Provided material:

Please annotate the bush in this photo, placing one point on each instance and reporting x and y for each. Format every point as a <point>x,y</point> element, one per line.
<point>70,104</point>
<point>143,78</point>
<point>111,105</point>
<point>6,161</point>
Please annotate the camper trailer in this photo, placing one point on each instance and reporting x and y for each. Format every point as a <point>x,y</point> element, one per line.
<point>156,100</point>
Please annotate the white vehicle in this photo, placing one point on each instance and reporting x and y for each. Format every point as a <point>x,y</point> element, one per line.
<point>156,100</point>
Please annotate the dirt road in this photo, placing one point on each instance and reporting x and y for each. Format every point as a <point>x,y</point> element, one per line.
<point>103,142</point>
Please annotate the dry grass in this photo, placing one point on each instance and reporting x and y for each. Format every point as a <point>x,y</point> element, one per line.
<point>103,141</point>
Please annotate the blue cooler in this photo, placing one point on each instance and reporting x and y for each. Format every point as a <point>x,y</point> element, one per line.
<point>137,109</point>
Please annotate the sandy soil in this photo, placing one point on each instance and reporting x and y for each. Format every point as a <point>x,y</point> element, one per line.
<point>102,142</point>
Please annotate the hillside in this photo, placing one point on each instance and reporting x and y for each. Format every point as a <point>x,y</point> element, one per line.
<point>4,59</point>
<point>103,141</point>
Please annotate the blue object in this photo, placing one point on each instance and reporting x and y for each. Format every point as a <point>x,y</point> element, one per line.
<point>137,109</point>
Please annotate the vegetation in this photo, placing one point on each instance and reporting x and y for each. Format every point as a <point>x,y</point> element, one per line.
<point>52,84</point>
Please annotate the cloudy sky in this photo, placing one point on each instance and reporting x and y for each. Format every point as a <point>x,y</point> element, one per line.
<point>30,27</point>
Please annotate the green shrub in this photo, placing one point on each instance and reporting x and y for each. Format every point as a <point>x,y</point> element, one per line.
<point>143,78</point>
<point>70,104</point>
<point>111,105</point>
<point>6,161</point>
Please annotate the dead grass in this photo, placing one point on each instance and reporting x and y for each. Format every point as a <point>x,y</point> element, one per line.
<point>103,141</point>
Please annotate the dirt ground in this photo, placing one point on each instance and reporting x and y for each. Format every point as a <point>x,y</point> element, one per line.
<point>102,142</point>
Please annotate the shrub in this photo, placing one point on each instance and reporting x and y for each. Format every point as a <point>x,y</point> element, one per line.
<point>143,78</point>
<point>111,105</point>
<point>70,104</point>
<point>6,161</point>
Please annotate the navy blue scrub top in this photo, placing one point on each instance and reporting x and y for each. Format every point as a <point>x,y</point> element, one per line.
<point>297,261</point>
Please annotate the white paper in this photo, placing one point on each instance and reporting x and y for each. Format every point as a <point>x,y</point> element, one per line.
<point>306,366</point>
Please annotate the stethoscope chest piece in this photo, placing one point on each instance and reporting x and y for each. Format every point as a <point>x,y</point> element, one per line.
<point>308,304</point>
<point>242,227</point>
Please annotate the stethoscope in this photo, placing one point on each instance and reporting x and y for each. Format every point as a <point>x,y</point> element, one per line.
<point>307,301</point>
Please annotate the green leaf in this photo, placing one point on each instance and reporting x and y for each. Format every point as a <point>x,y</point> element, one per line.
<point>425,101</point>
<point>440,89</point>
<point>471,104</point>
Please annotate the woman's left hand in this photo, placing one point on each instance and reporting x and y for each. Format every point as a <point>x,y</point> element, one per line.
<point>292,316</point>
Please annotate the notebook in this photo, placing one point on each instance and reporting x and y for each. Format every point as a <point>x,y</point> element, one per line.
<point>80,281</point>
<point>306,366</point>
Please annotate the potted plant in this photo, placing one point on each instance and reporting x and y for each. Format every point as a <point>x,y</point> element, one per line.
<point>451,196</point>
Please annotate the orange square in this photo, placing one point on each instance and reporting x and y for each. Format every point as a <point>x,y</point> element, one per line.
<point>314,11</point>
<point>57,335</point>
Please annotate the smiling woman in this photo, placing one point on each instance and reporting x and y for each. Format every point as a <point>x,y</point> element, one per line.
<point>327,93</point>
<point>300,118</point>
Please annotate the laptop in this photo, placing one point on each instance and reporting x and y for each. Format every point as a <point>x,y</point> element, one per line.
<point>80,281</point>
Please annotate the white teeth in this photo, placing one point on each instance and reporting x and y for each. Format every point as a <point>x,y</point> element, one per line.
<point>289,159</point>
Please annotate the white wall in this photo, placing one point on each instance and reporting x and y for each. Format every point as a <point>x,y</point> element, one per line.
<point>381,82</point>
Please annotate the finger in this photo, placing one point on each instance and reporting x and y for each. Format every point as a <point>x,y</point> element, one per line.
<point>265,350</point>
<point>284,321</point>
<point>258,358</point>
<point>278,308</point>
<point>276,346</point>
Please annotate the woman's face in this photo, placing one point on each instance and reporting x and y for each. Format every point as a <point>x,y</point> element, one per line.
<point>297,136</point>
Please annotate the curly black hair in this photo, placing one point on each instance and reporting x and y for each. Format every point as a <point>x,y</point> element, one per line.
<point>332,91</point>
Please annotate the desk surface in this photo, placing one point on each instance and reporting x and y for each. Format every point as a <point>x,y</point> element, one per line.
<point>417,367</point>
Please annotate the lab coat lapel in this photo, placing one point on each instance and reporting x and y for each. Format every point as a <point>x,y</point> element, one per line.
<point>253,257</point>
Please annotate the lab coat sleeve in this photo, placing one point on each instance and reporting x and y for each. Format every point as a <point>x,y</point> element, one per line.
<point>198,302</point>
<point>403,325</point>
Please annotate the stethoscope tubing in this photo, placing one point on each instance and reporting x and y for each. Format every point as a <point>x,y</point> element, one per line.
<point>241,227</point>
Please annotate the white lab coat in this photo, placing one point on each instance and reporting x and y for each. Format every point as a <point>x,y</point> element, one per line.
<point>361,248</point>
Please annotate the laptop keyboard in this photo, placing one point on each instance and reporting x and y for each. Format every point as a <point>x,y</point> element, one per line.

About this task: Output all of the material, please, exactly as it stands.

Exercise solution:
Please annotate the bush in this photo, placing one point on each instance and reporting x and y for each. Format every point as a <point>x,y</point> element, one per line.
<point>70,104</point>
<point>143,78</point>
<point>111,105</point>
<point>6,161</point>
Please annotate the camper trailer in this photo, placing one point on each instance and reporting x and y for each. Format every point as a <point>x,y</point> element, one per line.
<point>156,100</point>
Please annotate the white vehicle in this photo, placing one point on each instance and reporting x and y for each. Format every point as a <point>x,y</point> element, one per line.
<point>156,100</point>
Please annotate the dirt road in this photo, placing one point on each instance and reporting x and y for each. Format every point as a <point>x,y</point> element, one per line.
<point>103,142</point>
Please annotate the dry grass in this photo, placing one point on each instance and reporting x and y for each. Format every point as a <point>x,y</point> element, one per line.
<point>103,141</point>
Please annotate the blue cooler in this photo, placing one point on each instance and reporting x and y for each. Format every point as a <point>x,y</point> element, one per line.
<point>137,109</point>
Please annotate the sandy soil in this photo, placing one point on each instance and reporting x and y for each. Format every point as a <point>x,y</point> element, one per line.
<point>102,142</point>
Please annotate the hillside in this photo, placing one point on each instance and reporting x and y for each. Format every point as a <point>x,y</point> element, one per line.
<point>4,59</point>
<point>103,141</point>
Please annotate the blue object in this photo, placing one point on each instance and reporting x and y for each. Format every point as a <point>x,y</point> element, one per line.
<point>137,109</point>
Please annotate the vegetation in this photo, placing one point on each instance and reporting x and y for each. Format every point as a <point>x,y</point> element, one per line.
<point>52,84</point>
Please annotate the cloudy sky in this photo, placing one point on each instance and reporting x and y for each. Format every point as a <point>x,y</point> element, one per line.
<point>30,27</point>
Please annotate the green shrub in this photo, placing one point on each instance and reporting x and y for each. Format every point as a <point>x,y</point> element, one per line.
<point>143,78</point>
<point>70,104</point>
<point>111,105</point>
<point>6,161</point>
Please annotate the dead grass in this photo, placing one point on each instance and reporting x and y for each. Format every point as a <point>x,y</point> element, one per line.
<point>103,141</point>
Please annotate the dirt ground in this photo, placing one point on each instance and reporting x and y for each. Format every point as a <point>x,y</point> element, one per line.
<point>102,142</point>
Please annotate the shrub in this photo, placing one point on each instance and reporting x and y for each. Format every point as a <point>x,y</point> element, one per line.
<point>143,78</point>
<point>111,105</point>
<point>70,104</point>
<point>6,161</point>
Please annotate the navy blue scrub top in this photo, placing one point on each instance and reporting x and y for each. Format every point as a <point>x,y</point> element, one per line.
<point>297,261</point>
Please annotate the white paper in this photo, placing one point on each instance and reporting x and y for each. Format every point as a <point>x,y</point> element, one per line.
<point>306,366</point>
Please annotate the stethoscope chest piece in this photo, placing one point on each instance and reporting x and y for each. Format every point as a <point>x,y</point> element, one per line.
<point>308,304</point>
<point>242,227</point>
Please annotate the stethoscope in this photo, placing one point on each instance and reporting x and y for each. Format every point as a <point>x,y</point> element, one per line.
<point>307,301</point>
Please annotate the green leaf in this photo, placing one point on each instance and reporting x and y for each. Format every point as a <point>x,y</point> element, one per line.
<point>425,101</point>
<point>440,89</point>
<point>471,104</point>
Please annotate the woman's left hand in this photo, placing one point on each instance and reporting x and y for each. Format every point as a <point>x,y</point> element, one per line.
<point>292,316</point>
Please annotate the notebook in this photo, placing one point on each instance and reporting x and y for each. Format every point as a <point>x,y</point> element, one per line.
<point>80,281</point>
<point>306,366</point>
Please annotate the potted plant in this photo, placing one point on each instance and reporting x and y for each. Format every point as a <point>x,y</point> element, one per line.
<point>451,196</point>
Please annotate the orange square in this photo, placing one point on each instance and reporting x and y for each. Format every point as a <point>x,y</point> element, one per line.
<point>314,11</point>
<point>57,335</point>
Please annotate the smiling woman in this photo, placing one point on each instance and reporting x and y for each. Format every point as a <point>x,y</point> element, one per line.
<point>327,93</point>
<point>300,118</point>
Please annotate the laptop in this photo, placing one point on each instance and reporting x and y for each. Format every point as a <point>x,y</point> element, one per line.
<point>80,281</point>
Please annotate the white teeth in this photo, placing one point on each instance and reporting x and y for each. Format every point as a <point>x,y</point> element, one per line.
<point>289,159</point>
Please annotate the white wall in this photo, placing one point on each instance and reporting x and y for each. Format every point as a <point>x,y</point> element, one per line.
<point>381,82</point>
Please annotate the finger in this photo, placing one point on each instance and reporting x and y for each. Format every point as a <point>x,y</point> element, one per line.
<point>265,350</point>
<point>284,321</point>
<point>258,358</point>
<point>278,308</point>
<point>276,346</point>
Please annotate the woman's face in this photo, placing one point on each instance and reporting x and y for each. Format every point as a <point>x,y</point> element, one per line.
<point>297,136</point>
Please annotate the curly black hair in this photo, placing one point on each instance and reporting x and y for each. Format every point as a <point>x,y</point> element, one per line.
<point>332,91</point>
Please annotate the desk surface in this photo, placing one point on each instance and reporting x and y for each. Format every point as a <point>x,y</point> element, one per line.
<point>417,367</point>
Please annotate the lab coat lapel in this photo, placing one point on each instance and reporting x and y for each. Format every point as a <point>x,y</point> element, one per line.
<point>253,257</point>
Please annotate the lab coat sleeve in this photo, placing one point on each instance and reporting x and y for each. Format every point as a <point>x,y</point> element, one per line.
<point>198,302</point>
<point>403,325</point>
Please annotate the stethoscope tubing in this photo, placing one point on each instance and reporting x and y for each. Format every point as a <point>x,y</point> element, one per line.
<point>241,227</point>
Please annotate the white lab coat in this photo, placing one point on each instance and reporting x and y for each. Format every point as a <point>x,y</point> element, one per line.
<point>361,248</point>
Please annotate the laptop keyboard in this photo, placing one point on each instance and reporting x and y for each. Format every point as a <point>x,y</point> element, one per line.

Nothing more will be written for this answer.